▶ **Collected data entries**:
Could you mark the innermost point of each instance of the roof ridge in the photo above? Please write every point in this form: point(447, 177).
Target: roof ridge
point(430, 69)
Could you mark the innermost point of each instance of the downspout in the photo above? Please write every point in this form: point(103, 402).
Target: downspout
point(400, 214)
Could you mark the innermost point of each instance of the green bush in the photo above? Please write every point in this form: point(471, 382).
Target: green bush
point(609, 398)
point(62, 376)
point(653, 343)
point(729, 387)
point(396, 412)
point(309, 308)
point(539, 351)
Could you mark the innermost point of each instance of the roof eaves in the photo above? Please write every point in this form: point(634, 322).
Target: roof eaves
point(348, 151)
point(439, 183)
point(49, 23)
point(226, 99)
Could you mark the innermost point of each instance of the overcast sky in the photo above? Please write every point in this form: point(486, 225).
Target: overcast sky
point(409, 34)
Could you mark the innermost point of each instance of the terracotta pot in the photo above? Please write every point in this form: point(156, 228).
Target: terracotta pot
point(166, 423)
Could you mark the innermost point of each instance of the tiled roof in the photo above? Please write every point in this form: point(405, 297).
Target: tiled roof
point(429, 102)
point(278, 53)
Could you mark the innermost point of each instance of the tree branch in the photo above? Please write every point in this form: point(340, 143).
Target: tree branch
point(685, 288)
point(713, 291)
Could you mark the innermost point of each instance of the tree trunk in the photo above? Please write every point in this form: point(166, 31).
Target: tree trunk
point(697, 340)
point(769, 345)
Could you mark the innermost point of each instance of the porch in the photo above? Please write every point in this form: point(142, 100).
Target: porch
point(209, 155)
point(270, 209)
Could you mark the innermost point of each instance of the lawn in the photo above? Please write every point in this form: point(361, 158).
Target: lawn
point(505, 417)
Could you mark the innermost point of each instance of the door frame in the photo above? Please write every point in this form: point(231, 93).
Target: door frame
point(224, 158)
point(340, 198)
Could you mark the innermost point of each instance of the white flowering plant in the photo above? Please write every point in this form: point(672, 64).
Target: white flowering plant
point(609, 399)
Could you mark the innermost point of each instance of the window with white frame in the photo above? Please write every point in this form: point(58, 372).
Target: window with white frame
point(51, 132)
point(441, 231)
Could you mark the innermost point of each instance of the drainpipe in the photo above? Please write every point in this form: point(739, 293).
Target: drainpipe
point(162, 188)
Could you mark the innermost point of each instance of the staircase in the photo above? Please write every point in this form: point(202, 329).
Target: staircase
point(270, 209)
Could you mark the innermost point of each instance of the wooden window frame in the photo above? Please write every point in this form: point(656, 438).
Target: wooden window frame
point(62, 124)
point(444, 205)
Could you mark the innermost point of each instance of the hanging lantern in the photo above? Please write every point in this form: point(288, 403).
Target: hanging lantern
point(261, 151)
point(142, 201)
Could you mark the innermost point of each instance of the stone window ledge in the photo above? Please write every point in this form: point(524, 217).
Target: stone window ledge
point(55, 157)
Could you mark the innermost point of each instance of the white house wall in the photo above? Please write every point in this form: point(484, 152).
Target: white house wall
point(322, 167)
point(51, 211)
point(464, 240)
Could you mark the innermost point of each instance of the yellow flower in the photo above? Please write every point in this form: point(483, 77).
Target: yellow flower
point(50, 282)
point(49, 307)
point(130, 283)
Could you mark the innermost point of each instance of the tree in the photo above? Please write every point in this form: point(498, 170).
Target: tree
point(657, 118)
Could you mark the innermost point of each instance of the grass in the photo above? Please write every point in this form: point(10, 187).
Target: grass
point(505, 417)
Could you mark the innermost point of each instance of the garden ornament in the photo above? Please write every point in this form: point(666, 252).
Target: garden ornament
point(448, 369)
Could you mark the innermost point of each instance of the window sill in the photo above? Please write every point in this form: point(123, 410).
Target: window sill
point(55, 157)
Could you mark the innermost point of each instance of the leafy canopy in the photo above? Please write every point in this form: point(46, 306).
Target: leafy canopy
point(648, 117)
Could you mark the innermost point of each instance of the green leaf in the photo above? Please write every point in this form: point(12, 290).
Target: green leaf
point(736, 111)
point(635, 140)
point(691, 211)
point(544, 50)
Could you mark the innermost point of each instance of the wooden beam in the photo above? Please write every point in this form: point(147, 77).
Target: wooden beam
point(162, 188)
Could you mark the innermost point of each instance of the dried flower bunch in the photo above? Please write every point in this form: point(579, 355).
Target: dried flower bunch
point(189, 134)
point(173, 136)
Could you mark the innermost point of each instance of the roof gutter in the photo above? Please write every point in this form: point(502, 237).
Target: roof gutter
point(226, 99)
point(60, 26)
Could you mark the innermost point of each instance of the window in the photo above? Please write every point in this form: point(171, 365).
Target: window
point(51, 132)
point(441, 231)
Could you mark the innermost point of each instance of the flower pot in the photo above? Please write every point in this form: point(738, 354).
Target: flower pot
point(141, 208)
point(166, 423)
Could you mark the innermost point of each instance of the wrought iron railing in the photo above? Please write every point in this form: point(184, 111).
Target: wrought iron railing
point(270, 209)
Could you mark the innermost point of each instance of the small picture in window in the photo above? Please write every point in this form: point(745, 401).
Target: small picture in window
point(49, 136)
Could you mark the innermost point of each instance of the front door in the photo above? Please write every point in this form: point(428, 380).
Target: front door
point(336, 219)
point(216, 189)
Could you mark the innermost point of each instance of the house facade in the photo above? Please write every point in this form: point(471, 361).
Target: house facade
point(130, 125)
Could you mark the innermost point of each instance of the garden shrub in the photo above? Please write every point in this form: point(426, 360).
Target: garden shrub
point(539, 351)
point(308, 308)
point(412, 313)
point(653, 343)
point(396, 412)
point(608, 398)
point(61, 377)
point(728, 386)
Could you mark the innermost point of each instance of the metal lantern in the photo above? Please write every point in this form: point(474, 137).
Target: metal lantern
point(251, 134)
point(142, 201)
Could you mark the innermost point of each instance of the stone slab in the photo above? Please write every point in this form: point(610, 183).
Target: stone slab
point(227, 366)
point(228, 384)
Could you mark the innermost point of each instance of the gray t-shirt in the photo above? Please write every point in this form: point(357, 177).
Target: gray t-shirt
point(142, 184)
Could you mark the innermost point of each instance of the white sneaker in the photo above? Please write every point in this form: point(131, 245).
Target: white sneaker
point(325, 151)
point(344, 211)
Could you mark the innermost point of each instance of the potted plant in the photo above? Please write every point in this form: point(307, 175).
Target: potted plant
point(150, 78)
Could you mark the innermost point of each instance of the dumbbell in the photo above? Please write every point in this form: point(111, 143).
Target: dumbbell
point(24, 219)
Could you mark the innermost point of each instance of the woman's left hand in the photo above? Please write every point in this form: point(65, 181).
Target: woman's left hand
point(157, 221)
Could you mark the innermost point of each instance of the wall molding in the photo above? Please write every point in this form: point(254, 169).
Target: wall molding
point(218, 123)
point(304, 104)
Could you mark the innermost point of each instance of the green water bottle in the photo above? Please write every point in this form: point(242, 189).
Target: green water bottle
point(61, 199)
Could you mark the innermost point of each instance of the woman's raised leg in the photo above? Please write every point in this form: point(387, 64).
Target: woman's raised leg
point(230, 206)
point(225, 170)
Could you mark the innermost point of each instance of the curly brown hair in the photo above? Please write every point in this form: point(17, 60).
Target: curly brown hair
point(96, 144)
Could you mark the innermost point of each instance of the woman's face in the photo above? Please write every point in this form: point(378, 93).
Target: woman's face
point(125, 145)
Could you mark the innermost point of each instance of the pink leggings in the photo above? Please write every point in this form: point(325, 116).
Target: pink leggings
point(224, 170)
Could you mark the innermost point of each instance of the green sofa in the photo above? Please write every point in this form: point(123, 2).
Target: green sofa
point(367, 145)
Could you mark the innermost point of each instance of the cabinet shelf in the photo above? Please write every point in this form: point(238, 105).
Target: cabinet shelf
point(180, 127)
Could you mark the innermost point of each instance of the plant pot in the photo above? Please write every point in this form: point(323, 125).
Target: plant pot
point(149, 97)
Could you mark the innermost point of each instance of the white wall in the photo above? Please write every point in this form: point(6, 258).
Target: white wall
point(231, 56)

▶ **What to do**: Reproduce exactly the lines from the one containing "form: point(238, 105)." through the last line of the records above, including both, and nothing else.

▶ **Task response**:
Could you mark the innermost point of each instance of the cabinet shelf in the photo above? Please write every point in this form: point(238, 105).
Target: cabinet shelf
point(180, 127)
Could you mark the innermost point of each instance of the plant pot in the photo above? Please write every point in this form: point(323, 125).
Target: plant pot
point(149, 97)
Could you mark the innermost point of each instance of the white wall in the photo above? Please write every point in this form: point(6, 258).
Target: white wall
point(231, 56)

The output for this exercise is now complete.